**Work item:**
Below are the entries; transcribe them exactly and drop every picture.
### Data to use ###
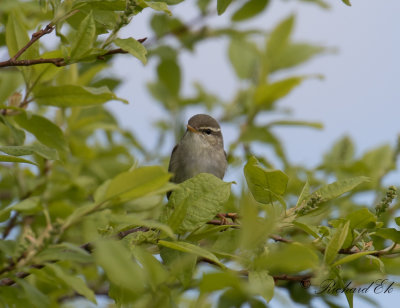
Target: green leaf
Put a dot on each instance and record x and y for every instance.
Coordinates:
(250, 9)
(389, 233)
(289, 258)
(361, 219)
(244, 58)
(265, 185)
(169, 74)
(295, 54)
(266, 94)
(28, 206)
(74, 282)
(305, 193)
(278, 40)
(397, 220)
(262, 284)
(38, 149)
(155, 271)
(17, 134)
(74, 96)
(222, 5)
(137, 183)
(316, 125)
(14, 159)
(9, 83)
(44, 130)
(193, 249)
(195, 202)
(263, 134)
(132, 46)
(159, 6)
(127, 221)
(63, 251)
(84, 38)
(36, 298)
(340, 187)
(352, 257)
(312, 230)
(217, 281)
(117, 263)
(336, 243)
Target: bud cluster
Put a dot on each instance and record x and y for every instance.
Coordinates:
(312, 204)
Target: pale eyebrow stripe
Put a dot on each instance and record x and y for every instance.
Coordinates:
(210, 128)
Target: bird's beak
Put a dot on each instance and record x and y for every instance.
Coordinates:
(192, 129)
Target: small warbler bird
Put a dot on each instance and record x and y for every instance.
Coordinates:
(201, 150)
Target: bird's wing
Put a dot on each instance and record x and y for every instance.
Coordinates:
(170, 161)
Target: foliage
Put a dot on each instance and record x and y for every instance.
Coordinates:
(80, 217)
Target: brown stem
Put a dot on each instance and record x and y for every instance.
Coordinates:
(58, 61)
(35, 36)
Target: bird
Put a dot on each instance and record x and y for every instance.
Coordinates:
(201, 150)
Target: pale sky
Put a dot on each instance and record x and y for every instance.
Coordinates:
(360, 95)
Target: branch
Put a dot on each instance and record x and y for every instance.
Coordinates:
(59, 61)
(304, 279)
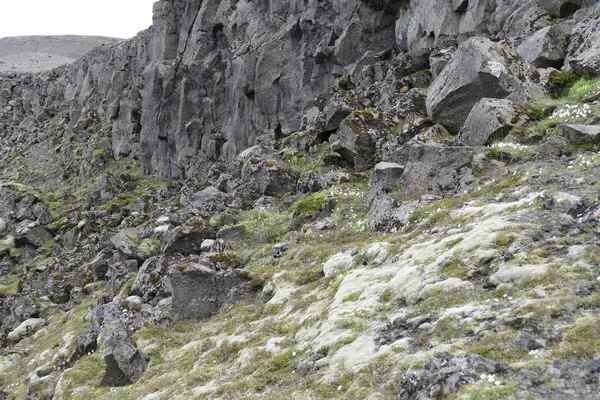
###
**Answer section:**
Target: green leaf
Put a dot on each instance and record x and y for every instance.
Coordinates:
(250, 9)
(389, 233)
(289, 258)
(361, 219)
(244, 58)
(265, 185)
(169, 74)
(295, 54)
(266, 94)
(28, 206)
(74, 282)
(305, 193)
(278, 40)
(397, 220)
(262, 284)
(38, 149)
(155, 271)
(17, 134)
(74, 96)
(222, 5)
(137, 183)
(316, 125)
(14, 159)
(9, 83)
(44, 130)
(193, 249)
(195, 202)
(263, 134)
(132, 46)
(159, 6)
(127, 221)
(63, 251)
(84, 38)
(36, 298)
(340, 187)
(352, 257)
(312, 230)
(217, 281)
(117, 263)
(336, 243)
Target: bud cluster
Put a dot on each instance and record x and y for every instance.
Coordinates:
(312, 204)
Target: pale eyebrow stripe
Put a dot on each instance and record x and y for every instance.
Coordinates:
(210, 128)
Target: bird's beak
Put a dot on each instance and record x and y for every instance.
Coordinates:
(192, 129)
Target: small warbler bird
Put a dot on each instance and record x and y for every instance.
Coordinates:
(201, 150)
Target: bird's wing
Put a dot on each instance and record x and y for every instance.
Coordinates:
(170, 161)
Target: foliage
Put a dot on each instance and record x and y for every instance.
Coordinates:
(80, 217)
Target: brown stem
Put a dot on each instance and record x and y for every instance.
Coordinates:
(58, 61)
(35, 36)
Target: bird
Put a dot on each instance and record x and y for every instance.
Coordinates:
(201, 150)
Target: pale sky
Put a dot on each instance and record x and y for every instance.
Coordinates:
(360, 95)
Target: branch
Put a dot on each instance and record x and y for every instance.
Coordinates:
(59, 61)
(304, 279)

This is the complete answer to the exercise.